(Extracted records)

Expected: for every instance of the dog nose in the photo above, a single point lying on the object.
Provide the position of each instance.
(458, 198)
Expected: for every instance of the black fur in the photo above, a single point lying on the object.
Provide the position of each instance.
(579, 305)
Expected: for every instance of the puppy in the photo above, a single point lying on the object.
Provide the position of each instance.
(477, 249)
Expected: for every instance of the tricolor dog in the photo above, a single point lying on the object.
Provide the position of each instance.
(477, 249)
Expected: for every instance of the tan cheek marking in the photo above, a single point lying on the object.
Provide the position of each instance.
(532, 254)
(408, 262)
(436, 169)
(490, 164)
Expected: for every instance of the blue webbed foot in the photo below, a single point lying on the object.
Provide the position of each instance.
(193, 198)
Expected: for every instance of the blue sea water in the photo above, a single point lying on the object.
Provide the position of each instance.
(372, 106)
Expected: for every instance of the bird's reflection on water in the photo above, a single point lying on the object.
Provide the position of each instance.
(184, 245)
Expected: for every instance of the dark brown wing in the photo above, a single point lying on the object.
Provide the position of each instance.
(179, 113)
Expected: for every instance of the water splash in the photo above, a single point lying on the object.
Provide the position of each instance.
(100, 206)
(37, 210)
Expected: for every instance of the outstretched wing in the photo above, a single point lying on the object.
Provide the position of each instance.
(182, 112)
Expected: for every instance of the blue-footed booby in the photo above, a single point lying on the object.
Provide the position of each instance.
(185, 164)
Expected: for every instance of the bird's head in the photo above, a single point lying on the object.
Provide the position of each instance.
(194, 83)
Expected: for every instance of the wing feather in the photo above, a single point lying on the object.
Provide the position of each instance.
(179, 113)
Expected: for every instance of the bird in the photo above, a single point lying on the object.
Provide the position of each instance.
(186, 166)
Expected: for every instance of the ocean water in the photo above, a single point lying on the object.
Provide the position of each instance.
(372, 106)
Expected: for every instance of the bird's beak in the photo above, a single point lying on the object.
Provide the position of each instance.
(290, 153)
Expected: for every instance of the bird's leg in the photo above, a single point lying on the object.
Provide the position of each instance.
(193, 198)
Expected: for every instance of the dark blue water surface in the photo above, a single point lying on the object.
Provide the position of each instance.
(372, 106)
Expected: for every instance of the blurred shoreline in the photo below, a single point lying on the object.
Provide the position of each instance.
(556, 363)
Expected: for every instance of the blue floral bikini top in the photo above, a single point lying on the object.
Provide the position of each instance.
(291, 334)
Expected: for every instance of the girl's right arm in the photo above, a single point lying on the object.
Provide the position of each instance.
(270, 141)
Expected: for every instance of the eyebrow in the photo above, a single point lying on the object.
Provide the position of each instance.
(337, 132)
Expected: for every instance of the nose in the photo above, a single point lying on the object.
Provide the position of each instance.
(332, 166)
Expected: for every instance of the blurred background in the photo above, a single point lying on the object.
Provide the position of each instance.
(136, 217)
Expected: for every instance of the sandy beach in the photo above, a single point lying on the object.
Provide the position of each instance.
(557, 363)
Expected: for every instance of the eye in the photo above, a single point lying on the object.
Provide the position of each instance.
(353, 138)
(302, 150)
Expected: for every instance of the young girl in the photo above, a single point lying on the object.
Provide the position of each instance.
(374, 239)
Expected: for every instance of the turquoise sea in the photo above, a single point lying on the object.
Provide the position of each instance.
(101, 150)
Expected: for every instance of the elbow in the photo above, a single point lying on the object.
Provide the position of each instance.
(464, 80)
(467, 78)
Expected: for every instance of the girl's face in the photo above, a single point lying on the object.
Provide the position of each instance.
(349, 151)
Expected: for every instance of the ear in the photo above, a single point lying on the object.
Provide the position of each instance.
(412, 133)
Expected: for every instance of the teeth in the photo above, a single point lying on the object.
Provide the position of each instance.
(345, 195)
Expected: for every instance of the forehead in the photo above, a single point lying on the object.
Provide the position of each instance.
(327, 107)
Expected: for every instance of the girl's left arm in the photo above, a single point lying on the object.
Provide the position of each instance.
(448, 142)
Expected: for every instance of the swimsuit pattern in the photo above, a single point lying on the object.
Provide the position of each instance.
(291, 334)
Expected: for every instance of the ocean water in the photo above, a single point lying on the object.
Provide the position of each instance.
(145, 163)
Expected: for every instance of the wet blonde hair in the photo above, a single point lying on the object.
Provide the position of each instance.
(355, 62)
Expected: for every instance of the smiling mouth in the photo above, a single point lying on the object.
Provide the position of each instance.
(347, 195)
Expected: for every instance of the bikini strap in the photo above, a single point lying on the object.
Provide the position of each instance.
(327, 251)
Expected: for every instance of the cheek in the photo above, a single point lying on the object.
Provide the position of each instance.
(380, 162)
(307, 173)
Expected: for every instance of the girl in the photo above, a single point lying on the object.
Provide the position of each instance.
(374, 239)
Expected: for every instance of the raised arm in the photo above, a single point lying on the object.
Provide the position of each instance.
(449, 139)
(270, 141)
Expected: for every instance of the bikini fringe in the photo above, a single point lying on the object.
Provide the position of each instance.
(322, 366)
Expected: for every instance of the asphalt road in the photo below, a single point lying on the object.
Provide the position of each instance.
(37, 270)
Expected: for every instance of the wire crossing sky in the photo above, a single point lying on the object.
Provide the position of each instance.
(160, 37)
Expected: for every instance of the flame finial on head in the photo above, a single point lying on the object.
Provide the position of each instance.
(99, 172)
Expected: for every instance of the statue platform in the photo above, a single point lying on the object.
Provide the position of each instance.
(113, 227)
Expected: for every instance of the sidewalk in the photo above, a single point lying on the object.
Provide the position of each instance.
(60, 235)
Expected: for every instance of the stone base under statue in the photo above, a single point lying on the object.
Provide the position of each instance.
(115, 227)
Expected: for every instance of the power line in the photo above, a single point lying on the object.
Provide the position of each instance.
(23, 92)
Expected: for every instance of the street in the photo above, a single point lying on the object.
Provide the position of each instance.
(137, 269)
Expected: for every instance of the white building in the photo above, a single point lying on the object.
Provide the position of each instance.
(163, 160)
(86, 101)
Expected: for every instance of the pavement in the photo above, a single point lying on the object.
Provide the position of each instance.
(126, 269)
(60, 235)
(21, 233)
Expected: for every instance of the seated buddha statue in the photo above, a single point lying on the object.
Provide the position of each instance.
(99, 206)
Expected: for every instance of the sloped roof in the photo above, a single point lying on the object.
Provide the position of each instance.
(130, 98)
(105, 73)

* Task objective:
Nothing in the entries should be left out; please reproduce them all exactly.

* Exercise solution:
Expected: for every instance of the dog nose in the photo above, a single point lying on the object.
Provide the position of each instance.
(458, 198)
Expected: for every instance of the black fur in the photo above, a single point lying on the object.
Provide the position of each instance.
(579, 305)
Expected: for every instance of the puppy in the photo above, a single point lying on the object.
Provide the position of each instance.
(477, 249)
Expected: for every instance of the tricolor dog in the photo above, a single point lying on the object.
Provide the position of each instance.
(477, 249)
Expected: for every instance of the tan cheek marking in the photo above, a single point lying on the object.
Provide the position of each instance.
(532, 254)
(408, 262)
(436, 169)
(490, 164)
Expected: for every instance of the blue webbed foot in the photo below, a single point lying on the object.
Provide the position of each instance.
(193, 198)
Expected: for every instance of the blue sea water in the photo above, a single point lying on the object.
Provide the position of each instance.
(372, 106)
Expected: for every instance of the bird's reflection on water in the photo above, a single point lying on the object.
Provide the position of each instance.
(184, 245)
Expected: for every instance of the dark brown wing in the photo above, a single point lying on the object.
Provide the position of each instance.
(179, 113)
Expected: for every instance of the water splash in the photo above, a single point lying on the object.
Provide the position of each instance.
(100, 206)
(37, 210)
Expected: for every instance of the outstretched wing in the photo above, a single point lying on the object.
Provide the position of each instance.
(182, 112)
Expected: for every instance of the blue-footed booby in the photo above, a single point lying on the object.
Provide the position of each instance.
(185, 164)
Expected: for every instance of the bird's head in the photo above, a single point lying on the object.
Provide the position of each instance.
(194, 83)
Expected: for every instance of the wing feather in the photo above, a single point lying on the object.
Provide the position of each instance.
(179, 113)
Expected: for every instance of the bird in the photo above, a single point lying on the object.
Provide the position of each instance.
(186, 166)
Expected: for every instance of the ocean water in the photo above, a single point lying on the object.
Provide the position of each instance.
(372, 106)
Expected: for every instance of the bird's beak in the photo above, a single point lying on the object.
Provide the position of each instance.
(290, 153)
Expected: for every instance of the bird's leg in the photo above, a single point lying on the object.
Provide the position of each instance.
(193, 198)
Expected: for every instance of the dark blue water surface in the photo above, a single point lying on the object.
Provide the position of each instance.
(372, 106)
Expected: for every instance of the blurred shoreline in the photo below, a single point lying on the object.
Provide the position of each instance.
(556, 363)
Expected: for every instance of the blue floral bikini top in the photo above, a single point lying on the object.
Provide the position of each instance.
(291, 334)
Expected: for every instance of the girl's right arm in the photo above, a single point lying on the object.
Provide the position of each instance.
(270, 141)
Expected: for every instance of the eyebrow in the photo above, a single point lying on the object.
Provide the position of each instance.
(337, 132)
Expected: for every instance of the nose in the photo above, a single point lying on the object.
Provide the position of each instance.
(332, 166)
Expected: for every instance of the blurred background in the photo above, a single point lying on the object.
Provide the position of each instance.
(136, 217)
Expected: for every instance of the sandy beach in the photo above, a single point lying on the object.
Provide the position of each instance.
(557, 363)
Expected: for every instance of the eye in the photo above, a single point lying on the object.
Provide the position of each instance.
(353, 138)
(302, 150)
Expected: for every instance of the young girl in the photo above, a single point lying on the object.
Provide the position of each instance.
(374, 239)
Expected: for every instance of the turquoise sea in the photo above, a single point lying on the object.
Provide the position of each instance.
(101, 150)
Expected: for every instance of the elbow in the photo above, a single point lying on the object.
Provide the position of each instance.
(464, 80)
(467, 78)
Expected: for every instance of the girl's face in the photo above, a single point lying on the object.
Provide the position of each instance.
(349, 151)
Expected: for every instance of the ear in the photo above, a single point lying on the object.
Provide the position of each instance.
(412, 133)
Expected: for every instance of the teeth in the photo above, a single point lying on the object.
Provide the position of each instance.
(345, 195)
Expected: for every instance of the forehead in the photo above, a single point lying on the object.
Provide the position of each instance.
(327, 107)
Expected: for every instance of the girl's left arm in the photo above, a single point lying on the object.
Provide the position of each instance.
(448, 142)
Expected: for every instance of the swimsuit pattern in the photo above, a single point lying on the object.
Provide the position of each instance.
(291, 334)
Expected: for every instance of the ocean water in the photo above, a single point lying on the object.
Provide the position of each instance.
(145, 163)
Expected: for every instance of the wet blonde hair in the photo above, a single point lying on the object.
Provide the position of each instance.
(355, 62)
Expected: for every instance of the smiling mouth in the photo above, a single point lying on the object.
Provide the position of each instance.
(347, 195)
Expected: for every instance of the bikini strap in the photo above, a single point lying on the object.
Provide the position of each instance.
(327, 251)
Expected: for every instance of the cheek in the photo above, a single point lying on the object.
Provide the position of each instance.
(380, 162)
(307, 173)
Expected: for every instance of the girl in the photo above, a single point lying on the object.
Provide the position of each instance.
(374, 239)
Expected: for every instance of the raised arm in the photo above, a single point lying on the object.
Provide the position of each instance.
(449, 139)
(270, 141)
Expected: for every instance of the bikini fringe in the photo above, a single point lying on the object.
Provide the position of each instance.
(322, 366)
Expected: for every instance of the asphalt road in the photo below, a single point lying on the object.
Provide the position of each instance.
(37, 270)
Expected: for every instance of the wire crossing sky in the photo above, a single point lying on the object.
Provide the position of each instance.
(160, 37)
Expected: for every instance of the flame finial on head in the photo above, a single point lying on the object.
Provide the position of each instance.
(99, 172)
Expected: for every instance of the statue platform in the photo above, a single point lying on the object.
Provide the position of each instance.
(113, 227)
Expected: for every instance of the sidewalk in the photo above, a single point lying on the object.
Provide the position of each instance.
(60, 235)
Expected: for every instance of the stone base under statue in the photo above, a single point lying on the object.
Provide the position of each instance.
(115, 227)
Expected: for every instance of the power line in the photo above, a single point lying on the object.
Provide the position of each instance.
(23, 92)
Expected: for every instance of the street in the photo above, a single point lying on the object.
Provide the position of each instance.
(137, 269)
Expected: for every instance of the white building in the photo above, a single point lying on the object.
Provide the position of each instance.
(163, 160)
(86, 101)
Expected: for every instance of the pavement in the photo above, a single point lying on the object.
Provide the position of each instance.
(126, 269)
(60, 235)
(21, 233)
Expected: for every instance of the seated buddha statue in the photo above, a single point lying on the object.
Provide the position of each instance.
(99, 206)
Expected: for every instance of the sloped roof in the photo above, a single point lying on the object.
Provide the position of each instance.
(130, 98)
(105, 73)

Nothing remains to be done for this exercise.